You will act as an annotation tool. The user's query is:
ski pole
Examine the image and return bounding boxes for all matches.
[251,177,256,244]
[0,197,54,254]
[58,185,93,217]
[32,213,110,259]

:::

### WHAT YOU ARE ASKED TO DO
An exact copy of every record is required.

### TASK SOLUTION
You will act as an annotation tool. The user's query is:
ski pole
Examine the image and return bounding boxes for all matches.
[251,177,256,244]
[0,197,54,254]
[58,185,93,217]
[32,213,110,259]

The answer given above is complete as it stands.